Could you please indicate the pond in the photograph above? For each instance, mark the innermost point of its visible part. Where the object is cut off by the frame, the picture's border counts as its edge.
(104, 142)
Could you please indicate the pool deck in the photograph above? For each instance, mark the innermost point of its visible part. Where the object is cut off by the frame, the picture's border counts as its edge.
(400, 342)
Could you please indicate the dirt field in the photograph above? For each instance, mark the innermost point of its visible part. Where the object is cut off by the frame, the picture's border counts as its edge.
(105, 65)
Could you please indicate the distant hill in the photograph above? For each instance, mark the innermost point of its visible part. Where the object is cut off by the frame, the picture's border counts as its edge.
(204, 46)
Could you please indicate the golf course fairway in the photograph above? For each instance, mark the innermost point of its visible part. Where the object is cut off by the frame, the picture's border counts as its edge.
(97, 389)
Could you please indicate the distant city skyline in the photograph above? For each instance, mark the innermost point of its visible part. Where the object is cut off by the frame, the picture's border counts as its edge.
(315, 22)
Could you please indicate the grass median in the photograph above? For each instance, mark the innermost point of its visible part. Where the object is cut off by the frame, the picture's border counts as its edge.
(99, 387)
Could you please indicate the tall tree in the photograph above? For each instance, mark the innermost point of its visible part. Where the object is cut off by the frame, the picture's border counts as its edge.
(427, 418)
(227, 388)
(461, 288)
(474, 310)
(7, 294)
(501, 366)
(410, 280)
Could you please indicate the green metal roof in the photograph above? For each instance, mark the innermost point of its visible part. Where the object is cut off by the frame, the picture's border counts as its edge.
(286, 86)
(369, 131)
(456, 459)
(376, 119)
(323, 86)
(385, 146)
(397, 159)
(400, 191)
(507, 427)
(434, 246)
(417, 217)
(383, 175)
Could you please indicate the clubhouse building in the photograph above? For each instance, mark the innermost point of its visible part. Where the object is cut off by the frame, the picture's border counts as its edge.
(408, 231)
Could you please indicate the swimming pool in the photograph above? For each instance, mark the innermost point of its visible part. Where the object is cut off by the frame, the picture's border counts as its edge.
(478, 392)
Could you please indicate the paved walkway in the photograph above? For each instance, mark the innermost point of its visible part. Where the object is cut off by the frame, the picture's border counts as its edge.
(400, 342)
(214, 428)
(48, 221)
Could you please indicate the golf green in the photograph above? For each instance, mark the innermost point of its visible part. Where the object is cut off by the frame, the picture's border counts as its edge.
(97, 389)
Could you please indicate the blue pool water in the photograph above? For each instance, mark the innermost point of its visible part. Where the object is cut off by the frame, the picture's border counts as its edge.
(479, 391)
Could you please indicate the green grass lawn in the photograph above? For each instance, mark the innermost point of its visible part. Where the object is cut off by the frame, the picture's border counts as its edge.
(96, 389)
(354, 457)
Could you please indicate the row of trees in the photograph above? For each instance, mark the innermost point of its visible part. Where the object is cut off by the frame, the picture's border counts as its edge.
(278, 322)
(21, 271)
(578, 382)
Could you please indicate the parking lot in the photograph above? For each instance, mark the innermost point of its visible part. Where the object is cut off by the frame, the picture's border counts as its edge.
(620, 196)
######
Exercise →
Copy all the lines above verbatim, from the first to the last.

Worked answer →
Could you please indicate the pond in the photograph above? For each instance, mark the innermost point of its visible part. Where the object is cut off by the frame, the picture's border counts as its edge.
(104, 142)
Could you please indicate the pool deck in the photograph above? For each instance, mark the innermost point of its visible part. Where the object is cut off by the frame, the picture's border counts as its edge.
(400, 342)
Could you please indicate the dirt field in the photograph above? For each instance, mark the innermost point of its visible part. Where the object is cut off by the frame, the picture's border counts as its edge.
(105, 65)
Could you please indicate the distant hill in the photograph above? For each instance, mark the innermost point of its visible part. Where the object is cut off by the frame, the picture's border counts as its edge.
(204, 46)
Could you please indicate the golf course fairway in the photograph above? For each instance, mark the innermost point of its visible part. Where the object is cut off by the frame, the picture's border counts as its edge.
(97, 389)
Could you please indicate the distant city skyline in the photograph above? For each instance, mark the innermost point of its visible part. Where the object is cut off by the frame, the picture's border counts as its edge.
(315, 22)
Could you please indicate the grass median in the photograph above? For each instance, mark the innermost point of its visible part. Where the object is cut off by the frame, the picture's border counts as its edge.
(99, 387)
Could you please indicate the tall tree in the photograph above? For each instance, mark the innermost point of its visible part. Where the object is cut off by the frame, the picture's border counts as its edge.
(427, 418)
(227, 388)
(461, 288)
(474, 310)
(7, 294)
(501, 366)
(410, 280)
Could you please indicate the green metal roof in the photograph above? For each instance, mark the innermost point of its visible part. Where the object is cut off by the frame, the picture's border counts as its edge.
(286, 86)
(369, 131)
(456, 459)
(376, 119)
(323, 86)
(385, 146)
(397, 159)
(400, 191)
(507, 427)
(434, 246)
(417, 217)
(383, 175)
Could you please indicate the clubhouse building in the photograph above? For each instance, mark the innermost point of its visible part. Where the object is cut off by the frame, the picture's border counts as its edge.
(408, 231)
Could you please indicate the swimming pool in the photograph above? For each instance, mark the innermost point of its visible part. Where the object is cut off by the frame, the picture's border counts as its edge.
(478, 392)
Could you please indicate the paved walkway in the photograph above? For each instance, mark the innermost point of its visible part. Where the object is cut off by the frame, the picture's border counts as its edge.
(400, 342)
(214, 428)
(48, 221)
Could you please indicate the golf green in the photograph above? For each instance, mark the innermost point of its visible part. Where the object is cut off by the frame, the picture's border counts as its edge.
(97, 389)
Could you please indicate the blue pool water in the photograph above? For each instance, mark the innermost point of its visible part. Where the object is cut off by the frame, the picture's border counts as its edge.
(479, 391)
Could you please indicate the green grass lawn in the photograph above? For each instance, mark the innermost point of its visible part. Where the object is cut off by the frame, the picture's border counts as its edge.
(96, 389)
(354, 457)
Could you please indicate the row of trees in the photograph above? For each instance, mark the innermost point of its visible part. Where the object is cut off by the frame, the picture's border counts as its edge.
(278, 322)
(21, 271)
(578, 382)
Could you please indicate the parking lot in the photograph above? For each instance, mark the innermost point of its visible part. Where the object is cut off by the frame, the picture's border counts as its edge.
(620, 196)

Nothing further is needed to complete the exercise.